Extracted records
____
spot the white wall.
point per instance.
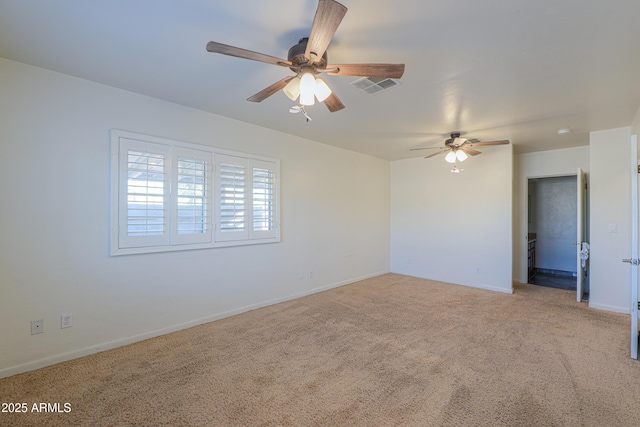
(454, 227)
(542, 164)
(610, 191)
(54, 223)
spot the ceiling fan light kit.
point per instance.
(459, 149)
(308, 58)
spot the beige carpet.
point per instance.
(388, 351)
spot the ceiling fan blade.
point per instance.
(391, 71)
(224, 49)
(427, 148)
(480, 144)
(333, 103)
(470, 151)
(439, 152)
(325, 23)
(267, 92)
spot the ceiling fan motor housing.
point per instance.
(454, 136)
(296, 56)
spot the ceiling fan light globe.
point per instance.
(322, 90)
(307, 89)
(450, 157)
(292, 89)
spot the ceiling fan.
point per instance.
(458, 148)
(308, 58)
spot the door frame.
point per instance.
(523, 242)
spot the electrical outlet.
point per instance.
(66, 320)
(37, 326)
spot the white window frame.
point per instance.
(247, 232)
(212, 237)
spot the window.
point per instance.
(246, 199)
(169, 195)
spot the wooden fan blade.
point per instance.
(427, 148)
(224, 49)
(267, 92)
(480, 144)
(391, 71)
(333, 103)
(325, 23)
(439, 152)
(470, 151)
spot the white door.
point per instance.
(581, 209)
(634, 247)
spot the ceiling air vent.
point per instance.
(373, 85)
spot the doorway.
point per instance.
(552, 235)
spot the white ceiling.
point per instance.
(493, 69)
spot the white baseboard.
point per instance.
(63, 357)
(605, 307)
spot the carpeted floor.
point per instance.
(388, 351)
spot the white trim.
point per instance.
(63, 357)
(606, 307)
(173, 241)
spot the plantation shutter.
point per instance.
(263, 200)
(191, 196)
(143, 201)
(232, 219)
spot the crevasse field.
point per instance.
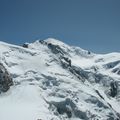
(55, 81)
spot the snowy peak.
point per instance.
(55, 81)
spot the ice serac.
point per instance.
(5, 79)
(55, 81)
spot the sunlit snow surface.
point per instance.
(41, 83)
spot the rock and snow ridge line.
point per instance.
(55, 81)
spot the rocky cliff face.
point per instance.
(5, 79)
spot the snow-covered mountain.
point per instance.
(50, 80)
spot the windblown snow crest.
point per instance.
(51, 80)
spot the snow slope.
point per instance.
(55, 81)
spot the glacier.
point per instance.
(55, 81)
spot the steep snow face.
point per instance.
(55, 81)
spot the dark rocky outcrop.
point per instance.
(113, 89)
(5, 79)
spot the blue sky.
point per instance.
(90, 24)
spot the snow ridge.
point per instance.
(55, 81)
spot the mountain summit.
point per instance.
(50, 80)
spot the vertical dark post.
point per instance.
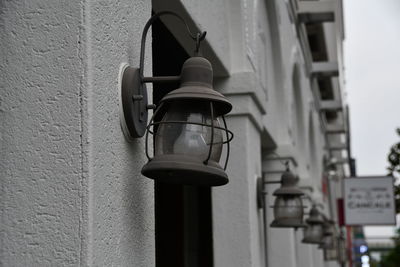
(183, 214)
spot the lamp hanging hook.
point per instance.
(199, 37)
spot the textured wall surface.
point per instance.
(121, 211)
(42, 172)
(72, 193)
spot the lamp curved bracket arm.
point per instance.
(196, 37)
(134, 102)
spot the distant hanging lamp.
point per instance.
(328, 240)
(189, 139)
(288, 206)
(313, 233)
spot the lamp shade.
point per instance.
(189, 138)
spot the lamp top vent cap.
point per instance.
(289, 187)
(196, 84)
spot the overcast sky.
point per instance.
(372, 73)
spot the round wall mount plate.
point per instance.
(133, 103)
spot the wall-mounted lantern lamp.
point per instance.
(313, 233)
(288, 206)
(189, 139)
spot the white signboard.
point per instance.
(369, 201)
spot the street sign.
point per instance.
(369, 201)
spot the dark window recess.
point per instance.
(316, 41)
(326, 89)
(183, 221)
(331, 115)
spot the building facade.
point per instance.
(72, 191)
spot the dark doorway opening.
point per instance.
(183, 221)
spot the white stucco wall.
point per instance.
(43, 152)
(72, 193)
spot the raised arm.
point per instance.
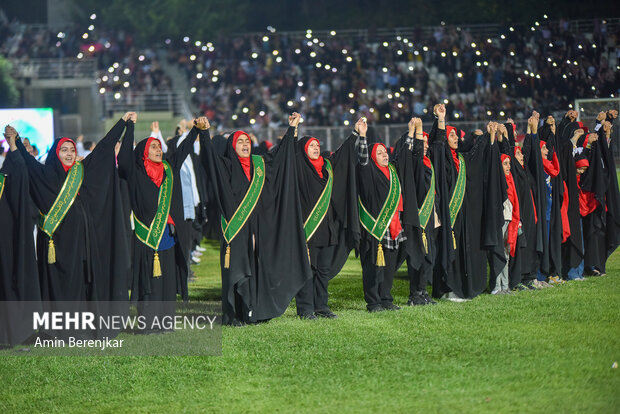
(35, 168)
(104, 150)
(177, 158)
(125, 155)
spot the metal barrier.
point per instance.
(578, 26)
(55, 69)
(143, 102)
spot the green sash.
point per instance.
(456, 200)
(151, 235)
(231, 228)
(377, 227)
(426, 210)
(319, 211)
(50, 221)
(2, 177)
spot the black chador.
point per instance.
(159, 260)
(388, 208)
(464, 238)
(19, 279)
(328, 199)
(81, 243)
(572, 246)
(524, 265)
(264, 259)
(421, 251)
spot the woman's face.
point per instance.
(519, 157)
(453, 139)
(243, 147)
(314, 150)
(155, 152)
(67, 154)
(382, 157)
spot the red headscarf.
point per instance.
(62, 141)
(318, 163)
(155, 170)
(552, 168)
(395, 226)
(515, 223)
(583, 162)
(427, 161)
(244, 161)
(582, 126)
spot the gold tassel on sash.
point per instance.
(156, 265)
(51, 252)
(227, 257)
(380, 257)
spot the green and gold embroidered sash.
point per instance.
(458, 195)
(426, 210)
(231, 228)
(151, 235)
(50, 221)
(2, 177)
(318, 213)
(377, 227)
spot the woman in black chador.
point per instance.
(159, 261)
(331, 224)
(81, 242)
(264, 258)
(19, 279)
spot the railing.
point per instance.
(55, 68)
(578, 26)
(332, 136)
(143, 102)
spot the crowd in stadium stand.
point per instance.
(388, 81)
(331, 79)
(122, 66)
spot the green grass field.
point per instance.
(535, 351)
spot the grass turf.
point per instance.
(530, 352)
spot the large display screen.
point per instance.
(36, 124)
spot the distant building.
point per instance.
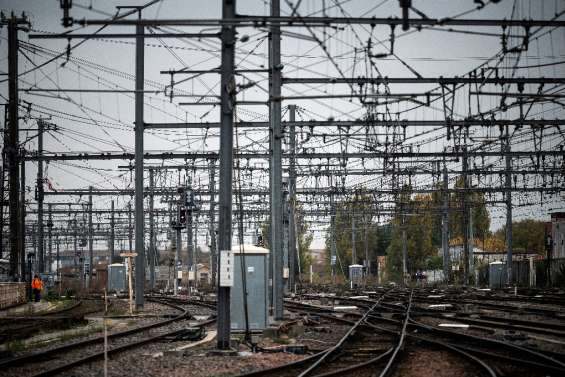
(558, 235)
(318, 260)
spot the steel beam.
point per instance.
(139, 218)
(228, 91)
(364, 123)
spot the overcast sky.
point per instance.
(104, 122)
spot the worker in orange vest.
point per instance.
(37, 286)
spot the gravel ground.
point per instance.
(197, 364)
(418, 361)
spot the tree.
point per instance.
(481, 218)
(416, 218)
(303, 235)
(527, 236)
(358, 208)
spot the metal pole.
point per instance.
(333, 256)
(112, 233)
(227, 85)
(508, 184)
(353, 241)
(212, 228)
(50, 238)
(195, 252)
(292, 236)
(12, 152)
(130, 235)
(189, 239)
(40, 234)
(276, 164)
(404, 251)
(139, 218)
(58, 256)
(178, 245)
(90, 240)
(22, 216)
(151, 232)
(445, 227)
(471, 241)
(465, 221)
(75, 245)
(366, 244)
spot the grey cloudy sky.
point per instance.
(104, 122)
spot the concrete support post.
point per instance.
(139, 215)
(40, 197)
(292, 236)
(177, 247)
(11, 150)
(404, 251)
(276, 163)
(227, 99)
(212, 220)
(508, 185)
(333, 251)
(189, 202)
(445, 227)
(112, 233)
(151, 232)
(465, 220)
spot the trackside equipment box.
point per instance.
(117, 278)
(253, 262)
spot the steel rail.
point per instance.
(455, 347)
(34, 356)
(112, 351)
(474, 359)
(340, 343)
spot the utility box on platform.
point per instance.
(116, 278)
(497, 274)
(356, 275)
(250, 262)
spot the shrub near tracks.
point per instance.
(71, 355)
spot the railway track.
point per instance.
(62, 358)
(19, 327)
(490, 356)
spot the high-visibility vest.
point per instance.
____
| What to work on |
Write the records out once more, exactly as they appear, with no pictures.

| The result |
spot the white wall.
point per instance.
(454, 227)
(542, 164)
(610, 191)
(54, 223)
spot the ceiling fan light kit.
point per instance.
(459, 149)
(308, 58)
spot the beige carpet.
point per instance.
(388, 351)
spot the ceiling fan blade.
point per instance.
(391, 71)
(224, 49)
(427, 148)
(480, 144)
(333, 103)
(470, 151)
(439, 152)
(325, 23)
(267, 92)
spot the ceiling fan motor housing.
point per instance.
(454, 136)
(296, 56)
spot the ceiling fan light globe.
point per instance.
(322, 90)
(307, 89)
(450, 157)
(292, 89)
spot the ceiling fan.
point per instance.
(458, 148)
(308, 58)
spot the door frame.
point per instance.
(523, 242)
spot the electrical outlet.
point per instance.
(66, 320)
(37, 326)
spot the white window frame.
point per instance.
(247, 232)
(212, 237)
spot the window.
point per instance.
(246, 199)
(169, 195)
spot the wooden fan blade.
point per instance.
(427, 148)
(224, 49)
(267, 92)
(480, 144)
(391, 71)
(333, 103)
(325, 23)
(439, 152)
(470, 151)
spot the white door.
point per instance.
(581, 209)
(634, 247)
spot the ceiling air vent.
point per instance.
(373, 85)
spot the doorway.
point per instance.
(552, 235)
spot the white ceiling.
point per instance.
(493, 69)
spot the white baseboard.
point per instance.
(63, 357)
(605, 307)
spot the carpeted floor.
point per instance.
(388, 351)
spot the white trim.
point per instance.
(63, 357)
(606, 307)
(173, 241)
spot the plantation shutter.
point per instance.
(263, 200)
(191, 196)
(143, 201)
(232, 219)
spot the crevasse field.
point per instance.
(55, 81)
spot the snowy peak.
point per instance.
(55, 81)
spot the ice serac.
point per instance.
(5, 79)
(55, 81)
spot the sunlit snow surface.
point per instance.
(41, 83)
spot the rock and snow ridge line.
point per instance.
(55, 81)
spot the rocky cliff face.
point per instance.
(5, 79)
spot the snow-covered mountain.
point per instance.
(50, 80)
spot the windblown snow crest.
point per instance.
(51, 80)
spot the snow slope.
point per instance.
(55, 81)
spot the glacier.
point per instance.
(55, 81)
spot the steep snow face.
point per instance.
(55, 81)
spot the dark rocky outcrop.
point per instance.
(113, 89)
(5, 79)
spot the blue sky.
point per instance.
(90, 24)
spot the snow ridge.
point per instance.
(55, 81)
spot the mountain summit.
point per instance.
(50, 80)
spot the vertical dark post.
point per instance.
(183, 214)
spot the lamp hanging hook.
point per instance.
(199, 37)
spot the textured wall surface.
point per instance.
(121, 211)
(42, 172)
(72, 193)
spot the lamp curved bracket arm.
point per instance.
(196, 37)
(134, 102)
spot the distant hanging lamp.
point per instance.
(328, 240)
(189, 139)
(288, 206)
(313, 233)
spot the lamp shade.
point per instance.
(189, 138)
spot the lamp top vent cap.
point per instance.
(289, 187)
(196, 84)
spot the overcast sky.
point per instance.
(372, 73)
spot the round wall mount plate.
point per instance.
(133, 103)
spot the wall-mounted lantern lamp.
point per instance.
(313, 233)
(288, 206)
(189, 139)
spot the white signboard.
point per instance.
(369, 201)
spot the street sign.
point per instance.
(369, 201)
spot the dark window recess.
point per instance.
(316, 41)
(326, 89)
(183, 221)
(331, 115)
spot the building facade.
point per instance.
(72, 191)
spot the dark doorway opening.
point per instance.
(183, 221)
spot the white stucco wall.
point per instance.
(43, 152)
(72, 193)
spot the raised arm.
point per instance.
(35, 168)
(104, 150)
(177, 158)
(125, 155)
spot the metal barrier.
point per instance.
(578, 26)
(55, 69)
(143, 102)
spot the green sash.
point per instance.
(456, 200)
(151, 235)
(231, 228)
(377, 227)
(426, 210)
(319, 211)
(50, 221)
(2, 177)
spot the black chador.
point per instance.
(159, 260)
(388, 208)
(464, 238)
(19, 279)
(328, 199)
(81, 243)
(572, 246)
(524, 265)
(264, 259)
(421, 251)
spot the woman's face.
point per instance.
(519, 157)
(453, 139)
(243, 147)
(314, 150)
(155, 152)
(67, 154)
(382, 157)
spot the red headscarf.
point per instance.
(62, 141)
(318, 163)
(155, 170)
(552, 168)
(395, 226)
(515, 223)
(583, 162)
(427, 161)
(244, 161)
(582, 126)
spot the gold tassel on sash.
point per instance.
(156, 265)
(51, 252)
(227, 257)
(380, 257)
spot the green and gold embroidered sash.
point per instance.
(458, 195)
(426, 210)
(231, 228)
(151, 235)
(50, 221)
(2, 177)
(318, 213)
(377, 227)
spot the woman in black chador.
point per instance.
(159, 261)
(331, 224)
(81, 242)
(264, 258)
(19, 279)
spot the railing.
point per instance.
(55, 68)
(578, 26)
(332, 136)
(143, 102)
spot the crowd in stadium stand.
point per instance.
(388, 81)
(331, 79)
(122, 66)
spot the green grass field.
point per instance.
(535, 351)
spot the grass turf.
point per instance.
(530, 352)
spot the large display screen.
point per instance.
(36, 124)
spot the distant building.
point per instance.
(558, 235)
(318, 260)
spot the steel beam.
point per instance.
(139, 218)
(228, 91)
(364, 123)
spot the overcast sky.
point per instance.
(104, 122)
spot the worker in orange vest.
point per instance.
(37, 286)
spot the gravel ground.
point per instance.
(197, 364)
(418, 361)
spot the tree.
point per instance.
(481, 218)
(416, 218)
(303, 235)
(527, 236)
(358, 208)
spot the metal pole.
point per instance.
(333, 256)
(112, 233)
(227, 85)
(508, 184)
(353, 241)
(212, 228)
(50, 238)
(195, 252)
(292, 236)
(12, 152)
(130, 235)
(189, 239)
(40, 234)
(276, 164)
(404, 251)
(139, 218)
(58, 256)
(178, 245)
(90, 240)
(22, 216)
(151, 232)
(445, 227)
(471, 241)
(465, 221)
(75, 245)
(366, 244)
spot the grey cloudy sky.
point per instance.
(104, 122)
spot the concrete support post.
point per instance.
(139, 215)
(40, 197)
(292, 236)
(177, 247)
(11, 150)
(404, 251)
(276, 163)
(227, 99)
(212, 220)
(508, 185)
(333, 251)
(189, 202)
(445, 227)
(112, 233)
(151, 232)
(465, 220)
spot the trackside equipment box.
point per instance.
(117, 278)
(253, 262)
spot the steel rail.
point per instance.
(455, 347)
(34, 356)
(112, 351)
(474, 359)
(340, 343)
spot the utility box on platform.
point per instance.
(116, 278)
(497, 274)
(356, 275)
(250, 262)
spot the shrub near tracks.
point per instance.
(71, 355)
spot the railway track.
point per instance.
(62, 358)
(19, 327)
(490, 356)
spot the high-visibility vest.
point per instance.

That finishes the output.